§ **GOAL**
Rewrite the lines below as a numbered list, from the first line through the line with "103), (17, 102)]", skipping blank lines. Leave the pictures out of your list.

--- begin ITEMS ---

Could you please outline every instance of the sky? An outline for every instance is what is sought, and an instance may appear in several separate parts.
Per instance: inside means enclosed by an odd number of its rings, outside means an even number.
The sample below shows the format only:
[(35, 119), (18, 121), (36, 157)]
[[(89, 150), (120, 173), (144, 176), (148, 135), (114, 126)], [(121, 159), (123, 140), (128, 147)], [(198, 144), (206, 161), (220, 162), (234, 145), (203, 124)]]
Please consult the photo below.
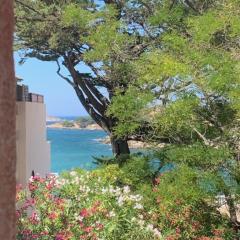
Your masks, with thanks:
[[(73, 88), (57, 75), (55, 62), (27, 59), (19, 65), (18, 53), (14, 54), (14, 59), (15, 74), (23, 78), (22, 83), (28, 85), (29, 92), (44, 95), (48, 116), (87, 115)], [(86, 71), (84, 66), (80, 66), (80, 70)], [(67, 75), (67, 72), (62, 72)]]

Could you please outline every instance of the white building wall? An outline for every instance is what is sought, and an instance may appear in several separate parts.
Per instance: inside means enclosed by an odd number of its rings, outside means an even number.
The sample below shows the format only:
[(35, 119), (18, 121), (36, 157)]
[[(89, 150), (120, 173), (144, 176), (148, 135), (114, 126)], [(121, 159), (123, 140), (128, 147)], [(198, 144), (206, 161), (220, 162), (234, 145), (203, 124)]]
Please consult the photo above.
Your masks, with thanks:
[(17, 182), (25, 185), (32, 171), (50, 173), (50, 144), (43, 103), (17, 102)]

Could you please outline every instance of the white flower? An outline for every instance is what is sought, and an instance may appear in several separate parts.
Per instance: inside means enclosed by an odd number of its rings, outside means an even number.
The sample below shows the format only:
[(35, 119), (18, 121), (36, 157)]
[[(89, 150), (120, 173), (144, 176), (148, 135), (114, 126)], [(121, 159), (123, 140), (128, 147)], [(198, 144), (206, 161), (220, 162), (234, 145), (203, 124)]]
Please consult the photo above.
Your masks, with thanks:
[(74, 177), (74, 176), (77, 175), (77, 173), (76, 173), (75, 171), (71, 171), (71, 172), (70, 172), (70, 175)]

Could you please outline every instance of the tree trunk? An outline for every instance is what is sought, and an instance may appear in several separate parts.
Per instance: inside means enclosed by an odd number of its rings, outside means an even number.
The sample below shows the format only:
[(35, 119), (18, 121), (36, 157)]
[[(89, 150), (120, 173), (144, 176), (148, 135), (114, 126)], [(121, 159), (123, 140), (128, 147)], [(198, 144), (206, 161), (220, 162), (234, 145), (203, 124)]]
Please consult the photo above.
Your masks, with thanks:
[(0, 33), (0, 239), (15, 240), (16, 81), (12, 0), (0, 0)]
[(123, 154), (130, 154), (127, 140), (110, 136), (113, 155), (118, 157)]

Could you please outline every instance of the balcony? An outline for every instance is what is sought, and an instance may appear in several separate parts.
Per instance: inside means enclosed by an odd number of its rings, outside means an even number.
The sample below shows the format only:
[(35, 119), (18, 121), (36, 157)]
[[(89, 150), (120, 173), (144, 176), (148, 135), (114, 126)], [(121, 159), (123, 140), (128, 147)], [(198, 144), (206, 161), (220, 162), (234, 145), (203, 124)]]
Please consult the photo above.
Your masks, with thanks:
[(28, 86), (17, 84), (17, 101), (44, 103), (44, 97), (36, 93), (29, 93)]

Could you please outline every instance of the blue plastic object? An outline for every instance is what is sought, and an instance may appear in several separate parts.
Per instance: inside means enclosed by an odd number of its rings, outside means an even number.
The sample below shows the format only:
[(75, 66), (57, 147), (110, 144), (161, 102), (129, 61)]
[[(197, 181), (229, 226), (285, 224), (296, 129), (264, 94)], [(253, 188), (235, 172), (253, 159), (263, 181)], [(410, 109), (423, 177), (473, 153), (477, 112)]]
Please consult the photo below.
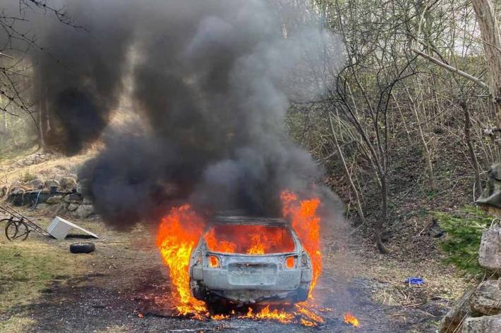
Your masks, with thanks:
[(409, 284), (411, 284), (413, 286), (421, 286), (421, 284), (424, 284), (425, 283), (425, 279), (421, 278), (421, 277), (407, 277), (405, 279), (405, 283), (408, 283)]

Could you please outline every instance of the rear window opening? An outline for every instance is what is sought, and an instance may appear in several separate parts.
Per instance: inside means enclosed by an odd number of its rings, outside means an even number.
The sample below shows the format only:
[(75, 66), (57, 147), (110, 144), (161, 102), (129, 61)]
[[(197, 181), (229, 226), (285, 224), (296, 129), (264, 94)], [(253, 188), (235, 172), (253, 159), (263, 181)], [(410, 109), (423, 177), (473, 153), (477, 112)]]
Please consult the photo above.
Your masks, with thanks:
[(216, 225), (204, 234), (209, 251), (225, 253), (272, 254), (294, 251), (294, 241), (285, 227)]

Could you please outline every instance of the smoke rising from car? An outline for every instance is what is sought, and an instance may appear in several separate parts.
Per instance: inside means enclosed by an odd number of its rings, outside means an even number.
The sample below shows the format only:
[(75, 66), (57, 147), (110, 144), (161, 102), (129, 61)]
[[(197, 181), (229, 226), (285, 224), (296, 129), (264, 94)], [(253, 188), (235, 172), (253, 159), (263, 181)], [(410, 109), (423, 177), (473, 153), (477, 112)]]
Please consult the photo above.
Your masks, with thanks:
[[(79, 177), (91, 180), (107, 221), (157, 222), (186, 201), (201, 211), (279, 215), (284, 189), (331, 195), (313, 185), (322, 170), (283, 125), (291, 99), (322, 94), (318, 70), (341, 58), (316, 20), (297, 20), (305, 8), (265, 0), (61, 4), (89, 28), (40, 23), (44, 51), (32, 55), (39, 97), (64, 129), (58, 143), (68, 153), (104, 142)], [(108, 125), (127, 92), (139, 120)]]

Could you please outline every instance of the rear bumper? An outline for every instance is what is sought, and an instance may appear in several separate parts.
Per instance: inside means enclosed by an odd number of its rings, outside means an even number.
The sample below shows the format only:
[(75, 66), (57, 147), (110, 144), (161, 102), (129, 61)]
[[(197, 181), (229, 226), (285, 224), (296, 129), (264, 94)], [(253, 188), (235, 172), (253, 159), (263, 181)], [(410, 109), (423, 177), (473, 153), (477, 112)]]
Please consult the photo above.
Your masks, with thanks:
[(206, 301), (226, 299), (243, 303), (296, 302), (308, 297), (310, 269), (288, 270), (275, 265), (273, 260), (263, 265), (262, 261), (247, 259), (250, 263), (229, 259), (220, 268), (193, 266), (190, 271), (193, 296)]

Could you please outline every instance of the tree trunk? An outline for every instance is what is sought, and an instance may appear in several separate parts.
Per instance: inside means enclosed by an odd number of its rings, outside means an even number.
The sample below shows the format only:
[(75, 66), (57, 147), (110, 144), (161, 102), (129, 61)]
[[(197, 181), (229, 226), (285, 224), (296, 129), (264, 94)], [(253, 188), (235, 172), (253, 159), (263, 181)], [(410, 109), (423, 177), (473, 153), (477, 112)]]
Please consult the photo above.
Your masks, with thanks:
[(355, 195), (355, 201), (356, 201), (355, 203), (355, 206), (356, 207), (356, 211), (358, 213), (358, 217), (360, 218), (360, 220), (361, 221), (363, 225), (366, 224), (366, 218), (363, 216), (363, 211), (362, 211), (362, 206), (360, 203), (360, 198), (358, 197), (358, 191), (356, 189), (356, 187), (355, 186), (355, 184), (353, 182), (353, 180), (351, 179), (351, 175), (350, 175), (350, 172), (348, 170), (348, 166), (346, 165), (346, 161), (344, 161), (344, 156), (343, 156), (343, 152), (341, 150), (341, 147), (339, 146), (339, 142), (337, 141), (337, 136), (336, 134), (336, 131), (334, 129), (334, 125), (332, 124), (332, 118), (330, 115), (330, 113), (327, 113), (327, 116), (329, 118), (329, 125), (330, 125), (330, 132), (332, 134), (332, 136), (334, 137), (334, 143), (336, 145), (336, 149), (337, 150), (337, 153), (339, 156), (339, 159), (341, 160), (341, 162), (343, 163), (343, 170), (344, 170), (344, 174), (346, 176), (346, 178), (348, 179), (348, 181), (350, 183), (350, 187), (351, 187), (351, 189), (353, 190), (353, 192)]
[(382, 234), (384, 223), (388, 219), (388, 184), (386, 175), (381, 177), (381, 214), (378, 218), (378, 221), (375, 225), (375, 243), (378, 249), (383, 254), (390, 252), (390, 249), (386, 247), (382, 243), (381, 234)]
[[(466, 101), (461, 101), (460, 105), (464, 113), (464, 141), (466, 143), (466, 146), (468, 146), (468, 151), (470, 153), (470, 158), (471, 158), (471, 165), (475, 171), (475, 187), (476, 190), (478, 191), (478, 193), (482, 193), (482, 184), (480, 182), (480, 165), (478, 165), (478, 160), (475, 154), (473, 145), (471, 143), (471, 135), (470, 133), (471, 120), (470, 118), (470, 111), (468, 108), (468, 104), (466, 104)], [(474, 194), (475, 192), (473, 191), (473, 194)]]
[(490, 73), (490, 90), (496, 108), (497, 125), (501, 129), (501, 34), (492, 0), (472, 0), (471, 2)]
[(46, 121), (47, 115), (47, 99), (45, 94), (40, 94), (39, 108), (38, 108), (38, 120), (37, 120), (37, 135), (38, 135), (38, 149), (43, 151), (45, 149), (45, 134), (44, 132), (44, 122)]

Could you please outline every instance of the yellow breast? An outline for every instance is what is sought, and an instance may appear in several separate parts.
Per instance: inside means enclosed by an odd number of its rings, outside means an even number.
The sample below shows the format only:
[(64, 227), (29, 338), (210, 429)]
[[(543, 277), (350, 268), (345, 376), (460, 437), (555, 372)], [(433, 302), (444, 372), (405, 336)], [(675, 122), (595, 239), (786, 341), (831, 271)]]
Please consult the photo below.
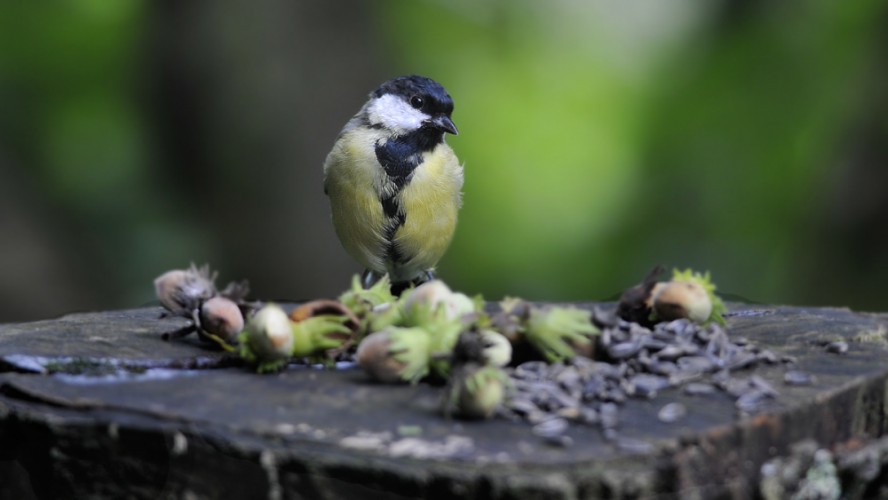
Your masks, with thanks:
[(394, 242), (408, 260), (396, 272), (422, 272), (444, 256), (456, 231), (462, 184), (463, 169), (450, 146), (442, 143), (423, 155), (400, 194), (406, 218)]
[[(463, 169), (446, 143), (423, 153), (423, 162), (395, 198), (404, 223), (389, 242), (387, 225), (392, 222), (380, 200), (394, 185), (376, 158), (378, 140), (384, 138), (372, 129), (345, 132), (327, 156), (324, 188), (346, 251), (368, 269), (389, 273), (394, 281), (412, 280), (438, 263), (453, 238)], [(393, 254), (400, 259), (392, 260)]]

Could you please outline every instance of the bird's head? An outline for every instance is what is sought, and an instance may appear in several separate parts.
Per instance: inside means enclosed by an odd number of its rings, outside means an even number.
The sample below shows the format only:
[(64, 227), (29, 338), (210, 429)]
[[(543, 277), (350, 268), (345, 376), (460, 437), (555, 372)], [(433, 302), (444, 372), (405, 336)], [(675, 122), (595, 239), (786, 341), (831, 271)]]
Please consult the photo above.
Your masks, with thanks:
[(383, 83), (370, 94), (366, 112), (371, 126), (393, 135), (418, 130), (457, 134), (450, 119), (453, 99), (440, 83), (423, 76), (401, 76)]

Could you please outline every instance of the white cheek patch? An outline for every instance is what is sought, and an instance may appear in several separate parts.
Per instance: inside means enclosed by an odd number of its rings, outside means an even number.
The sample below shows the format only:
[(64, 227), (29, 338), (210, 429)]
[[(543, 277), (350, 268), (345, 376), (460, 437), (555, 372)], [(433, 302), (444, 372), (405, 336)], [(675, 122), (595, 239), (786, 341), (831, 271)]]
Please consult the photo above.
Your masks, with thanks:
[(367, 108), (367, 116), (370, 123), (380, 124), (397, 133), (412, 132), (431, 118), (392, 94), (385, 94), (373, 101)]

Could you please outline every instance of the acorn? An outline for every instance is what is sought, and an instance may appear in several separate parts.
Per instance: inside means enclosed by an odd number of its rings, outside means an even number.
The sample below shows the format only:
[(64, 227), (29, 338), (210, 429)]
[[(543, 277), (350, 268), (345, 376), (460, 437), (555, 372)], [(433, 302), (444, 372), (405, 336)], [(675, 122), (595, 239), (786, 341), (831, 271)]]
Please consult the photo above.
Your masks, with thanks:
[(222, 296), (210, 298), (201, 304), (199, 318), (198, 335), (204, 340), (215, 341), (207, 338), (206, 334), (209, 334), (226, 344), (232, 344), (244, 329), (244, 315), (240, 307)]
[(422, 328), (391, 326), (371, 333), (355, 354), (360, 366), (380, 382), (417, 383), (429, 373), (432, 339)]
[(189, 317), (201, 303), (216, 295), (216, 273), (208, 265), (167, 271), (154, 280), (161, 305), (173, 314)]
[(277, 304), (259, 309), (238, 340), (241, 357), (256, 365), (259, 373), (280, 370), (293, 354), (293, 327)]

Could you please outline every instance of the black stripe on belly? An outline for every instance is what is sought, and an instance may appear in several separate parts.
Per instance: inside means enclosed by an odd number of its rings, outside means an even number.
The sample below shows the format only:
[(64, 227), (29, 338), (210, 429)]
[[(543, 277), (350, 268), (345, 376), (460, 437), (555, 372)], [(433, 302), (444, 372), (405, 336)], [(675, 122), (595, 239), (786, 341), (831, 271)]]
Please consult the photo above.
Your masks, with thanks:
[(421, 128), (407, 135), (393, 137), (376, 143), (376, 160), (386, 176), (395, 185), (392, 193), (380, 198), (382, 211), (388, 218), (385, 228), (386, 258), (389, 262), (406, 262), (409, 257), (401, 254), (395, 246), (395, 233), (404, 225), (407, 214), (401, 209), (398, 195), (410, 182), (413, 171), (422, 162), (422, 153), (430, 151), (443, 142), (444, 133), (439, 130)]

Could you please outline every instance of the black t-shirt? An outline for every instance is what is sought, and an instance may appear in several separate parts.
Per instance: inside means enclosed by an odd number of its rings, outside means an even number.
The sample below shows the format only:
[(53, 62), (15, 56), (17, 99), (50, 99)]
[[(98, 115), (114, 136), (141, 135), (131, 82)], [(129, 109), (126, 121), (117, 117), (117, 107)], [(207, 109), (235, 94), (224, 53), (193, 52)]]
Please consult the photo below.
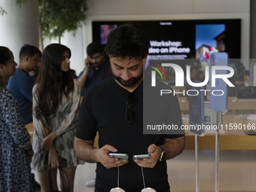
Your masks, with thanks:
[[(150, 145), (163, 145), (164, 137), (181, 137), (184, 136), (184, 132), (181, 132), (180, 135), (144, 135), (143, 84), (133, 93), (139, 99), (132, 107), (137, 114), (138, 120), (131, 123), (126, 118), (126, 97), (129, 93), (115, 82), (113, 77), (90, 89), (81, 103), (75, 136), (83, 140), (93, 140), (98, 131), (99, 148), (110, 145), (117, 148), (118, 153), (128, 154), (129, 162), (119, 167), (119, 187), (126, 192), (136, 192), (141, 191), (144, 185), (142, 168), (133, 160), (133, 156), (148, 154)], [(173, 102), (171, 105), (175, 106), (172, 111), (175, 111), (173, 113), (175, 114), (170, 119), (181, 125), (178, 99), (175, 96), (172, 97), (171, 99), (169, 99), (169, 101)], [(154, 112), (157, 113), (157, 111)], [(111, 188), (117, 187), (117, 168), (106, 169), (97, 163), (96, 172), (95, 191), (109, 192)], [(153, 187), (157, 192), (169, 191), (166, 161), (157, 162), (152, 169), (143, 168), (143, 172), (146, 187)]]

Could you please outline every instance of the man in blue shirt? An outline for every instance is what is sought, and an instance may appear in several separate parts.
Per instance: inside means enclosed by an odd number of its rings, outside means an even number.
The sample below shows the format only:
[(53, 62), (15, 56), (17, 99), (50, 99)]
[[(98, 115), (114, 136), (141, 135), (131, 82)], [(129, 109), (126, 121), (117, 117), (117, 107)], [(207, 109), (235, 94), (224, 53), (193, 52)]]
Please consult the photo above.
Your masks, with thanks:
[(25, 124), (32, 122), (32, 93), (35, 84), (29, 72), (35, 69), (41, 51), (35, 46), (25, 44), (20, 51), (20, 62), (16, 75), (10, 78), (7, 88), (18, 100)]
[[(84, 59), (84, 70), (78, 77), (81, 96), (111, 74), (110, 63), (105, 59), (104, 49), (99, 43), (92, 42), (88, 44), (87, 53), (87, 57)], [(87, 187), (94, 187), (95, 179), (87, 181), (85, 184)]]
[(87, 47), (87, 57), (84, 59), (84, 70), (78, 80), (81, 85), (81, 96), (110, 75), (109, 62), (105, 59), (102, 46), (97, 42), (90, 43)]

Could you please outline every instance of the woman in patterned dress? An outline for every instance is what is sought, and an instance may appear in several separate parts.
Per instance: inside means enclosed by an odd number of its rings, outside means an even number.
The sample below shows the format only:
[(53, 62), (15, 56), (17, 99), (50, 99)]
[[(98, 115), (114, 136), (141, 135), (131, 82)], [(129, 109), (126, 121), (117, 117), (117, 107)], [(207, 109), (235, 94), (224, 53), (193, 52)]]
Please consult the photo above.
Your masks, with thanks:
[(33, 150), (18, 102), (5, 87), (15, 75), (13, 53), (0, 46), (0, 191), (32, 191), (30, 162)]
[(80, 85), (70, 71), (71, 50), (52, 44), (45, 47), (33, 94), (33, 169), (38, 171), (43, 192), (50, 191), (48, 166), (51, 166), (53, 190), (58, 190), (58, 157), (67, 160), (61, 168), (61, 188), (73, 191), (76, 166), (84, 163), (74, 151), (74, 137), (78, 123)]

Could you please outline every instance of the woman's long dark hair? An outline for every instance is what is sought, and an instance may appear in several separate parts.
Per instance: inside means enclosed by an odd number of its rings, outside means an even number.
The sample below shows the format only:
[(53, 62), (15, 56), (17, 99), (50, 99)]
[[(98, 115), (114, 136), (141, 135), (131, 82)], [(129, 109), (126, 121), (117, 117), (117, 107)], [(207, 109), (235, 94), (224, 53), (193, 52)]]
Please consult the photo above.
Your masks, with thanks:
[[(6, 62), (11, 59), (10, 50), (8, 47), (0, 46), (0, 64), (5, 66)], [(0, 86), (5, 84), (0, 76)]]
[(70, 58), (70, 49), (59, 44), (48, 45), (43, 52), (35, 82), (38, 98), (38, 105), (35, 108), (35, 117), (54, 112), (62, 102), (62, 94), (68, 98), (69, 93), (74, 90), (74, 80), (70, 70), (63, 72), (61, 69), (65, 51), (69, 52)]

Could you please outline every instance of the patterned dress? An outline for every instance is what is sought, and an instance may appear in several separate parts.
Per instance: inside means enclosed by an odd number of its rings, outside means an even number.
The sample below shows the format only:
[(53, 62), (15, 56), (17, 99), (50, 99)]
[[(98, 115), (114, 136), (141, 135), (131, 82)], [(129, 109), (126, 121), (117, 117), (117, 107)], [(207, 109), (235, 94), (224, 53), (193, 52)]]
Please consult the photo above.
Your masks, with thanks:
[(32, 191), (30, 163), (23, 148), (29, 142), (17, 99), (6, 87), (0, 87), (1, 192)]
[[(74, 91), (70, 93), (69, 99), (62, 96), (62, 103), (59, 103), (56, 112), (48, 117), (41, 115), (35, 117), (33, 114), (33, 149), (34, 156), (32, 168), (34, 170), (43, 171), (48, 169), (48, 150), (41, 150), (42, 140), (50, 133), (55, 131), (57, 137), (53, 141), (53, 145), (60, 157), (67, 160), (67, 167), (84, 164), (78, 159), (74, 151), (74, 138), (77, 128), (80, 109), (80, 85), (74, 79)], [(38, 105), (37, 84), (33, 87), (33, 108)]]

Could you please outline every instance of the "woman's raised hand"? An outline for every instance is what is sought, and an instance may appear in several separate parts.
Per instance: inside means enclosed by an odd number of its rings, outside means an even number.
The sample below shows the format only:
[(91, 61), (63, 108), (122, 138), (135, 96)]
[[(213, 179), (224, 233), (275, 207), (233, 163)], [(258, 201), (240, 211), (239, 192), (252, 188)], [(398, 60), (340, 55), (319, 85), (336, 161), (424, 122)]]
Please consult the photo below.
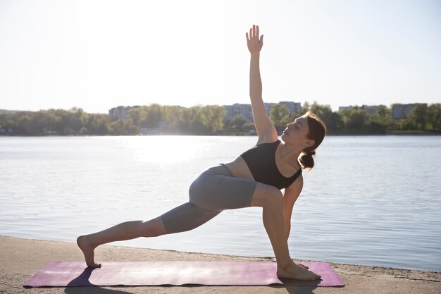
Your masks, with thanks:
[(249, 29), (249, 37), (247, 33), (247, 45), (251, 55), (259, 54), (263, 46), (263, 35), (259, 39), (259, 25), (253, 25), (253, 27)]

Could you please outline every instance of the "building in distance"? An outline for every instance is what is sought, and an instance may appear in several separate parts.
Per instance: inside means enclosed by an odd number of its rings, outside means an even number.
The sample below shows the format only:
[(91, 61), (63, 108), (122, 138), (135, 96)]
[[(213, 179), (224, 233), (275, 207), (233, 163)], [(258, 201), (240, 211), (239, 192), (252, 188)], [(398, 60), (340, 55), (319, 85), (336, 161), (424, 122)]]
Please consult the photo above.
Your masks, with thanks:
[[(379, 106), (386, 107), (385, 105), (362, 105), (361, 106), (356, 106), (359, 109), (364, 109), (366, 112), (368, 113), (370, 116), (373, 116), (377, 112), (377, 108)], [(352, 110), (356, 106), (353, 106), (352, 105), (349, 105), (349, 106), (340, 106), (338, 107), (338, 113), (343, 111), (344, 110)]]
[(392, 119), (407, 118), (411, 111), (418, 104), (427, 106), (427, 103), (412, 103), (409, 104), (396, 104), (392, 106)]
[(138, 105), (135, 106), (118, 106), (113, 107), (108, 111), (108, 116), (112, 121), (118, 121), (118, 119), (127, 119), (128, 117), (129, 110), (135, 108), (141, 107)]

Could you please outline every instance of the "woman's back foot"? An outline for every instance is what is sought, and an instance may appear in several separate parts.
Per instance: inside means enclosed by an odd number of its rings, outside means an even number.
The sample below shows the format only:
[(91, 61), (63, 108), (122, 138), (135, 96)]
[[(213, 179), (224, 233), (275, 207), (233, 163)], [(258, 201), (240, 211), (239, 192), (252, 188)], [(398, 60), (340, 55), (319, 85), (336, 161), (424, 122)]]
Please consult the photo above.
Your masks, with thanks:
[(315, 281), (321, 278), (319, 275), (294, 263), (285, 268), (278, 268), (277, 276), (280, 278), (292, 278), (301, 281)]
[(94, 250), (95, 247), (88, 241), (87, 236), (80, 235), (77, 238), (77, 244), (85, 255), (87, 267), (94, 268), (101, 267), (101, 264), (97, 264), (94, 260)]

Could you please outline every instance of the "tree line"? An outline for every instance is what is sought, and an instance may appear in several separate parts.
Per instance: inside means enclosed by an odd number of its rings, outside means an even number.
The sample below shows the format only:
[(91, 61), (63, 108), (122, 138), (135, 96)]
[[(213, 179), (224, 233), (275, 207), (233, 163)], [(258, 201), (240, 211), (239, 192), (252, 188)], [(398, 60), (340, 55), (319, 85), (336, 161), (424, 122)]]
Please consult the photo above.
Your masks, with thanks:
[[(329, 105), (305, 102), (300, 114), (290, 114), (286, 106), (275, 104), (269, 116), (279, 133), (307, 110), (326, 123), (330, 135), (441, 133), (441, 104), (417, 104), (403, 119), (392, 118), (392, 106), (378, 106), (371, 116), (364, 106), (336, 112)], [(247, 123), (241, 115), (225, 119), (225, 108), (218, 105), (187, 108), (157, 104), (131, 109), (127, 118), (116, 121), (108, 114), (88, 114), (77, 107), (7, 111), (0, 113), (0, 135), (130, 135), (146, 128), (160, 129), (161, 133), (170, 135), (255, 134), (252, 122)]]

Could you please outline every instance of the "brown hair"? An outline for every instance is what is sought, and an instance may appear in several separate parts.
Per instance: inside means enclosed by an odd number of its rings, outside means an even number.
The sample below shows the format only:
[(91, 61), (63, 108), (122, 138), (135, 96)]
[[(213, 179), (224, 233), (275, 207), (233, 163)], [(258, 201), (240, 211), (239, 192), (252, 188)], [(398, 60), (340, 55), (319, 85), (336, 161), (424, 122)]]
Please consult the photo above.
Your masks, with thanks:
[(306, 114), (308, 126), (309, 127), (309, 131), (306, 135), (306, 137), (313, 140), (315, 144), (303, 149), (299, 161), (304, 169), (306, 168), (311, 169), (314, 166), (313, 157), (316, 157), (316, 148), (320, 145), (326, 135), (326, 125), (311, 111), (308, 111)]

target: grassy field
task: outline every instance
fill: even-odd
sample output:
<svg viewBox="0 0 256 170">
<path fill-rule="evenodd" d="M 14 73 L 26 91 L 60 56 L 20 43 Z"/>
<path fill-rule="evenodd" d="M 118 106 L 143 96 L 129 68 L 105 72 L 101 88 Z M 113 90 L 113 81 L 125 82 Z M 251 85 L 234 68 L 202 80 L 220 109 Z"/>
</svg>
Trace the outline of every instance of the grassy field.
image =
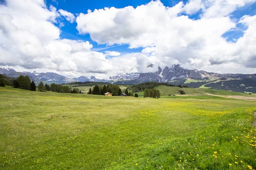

--- end ITEMS ---

§ **SOLUTION BELOW**
1. Could you please outline every instance of the sky? An outline for every instance is what is sought, and an instance may appear in several separate parts.
2. Per instance: inside means enclosed by an odd number of its rings, outside means an even number.
3. The sample below shows the format only:
4. [(35, 119), (18, 121), (36, 157)]
5. [[(89, 150), (120, 173), (144, 176), (148, 135), (114, 126)], [(121, 159), (123, 140), (128, 147)], [(198, 144), (206, 161), (220, 162), (234, 145), (203, 124)]]
6. Please consult the photo below.
7. Your masks, with thanks:
8. [[(73, 88), (57, 75), (55, 62), (27, 59), (19, 65), (18, 53), (14, 54), (14, 59), (15, 74), (23, 78), (22, 83), (28, 85), (29, 92), (44, 95), (48, 116), (87, 115)], [(86, 71), (84, 66), (80, 66), (80, 70)], [(67, 75), (67, 72), (62, 72)]]
9. Could you please outline every instance of the white building wall? An outline for every instance is what is sought, and an instance may appear in several separate parts.
10. Per instance: inside means enclosed by an odd number of its rings, outside means an even number.
11. The sample below shows the format only:
12. [(35, 119), (18, 121), (36, 157)]
13. [[(89, 150), (120, 173), (144, 176), (148, 135), (114, 126)], [(121, 159), (123, 140), (128, 147)], [(198, 144), (206, 161), (220, 162), (234, 145), (203, 124)]]
14. Please consult the photo above.
15. Your masks, with thanks:
16. [(17, 182), (25, 185), (32, 171), (50, 173), (50, 144), (43, 103), (17, 102)]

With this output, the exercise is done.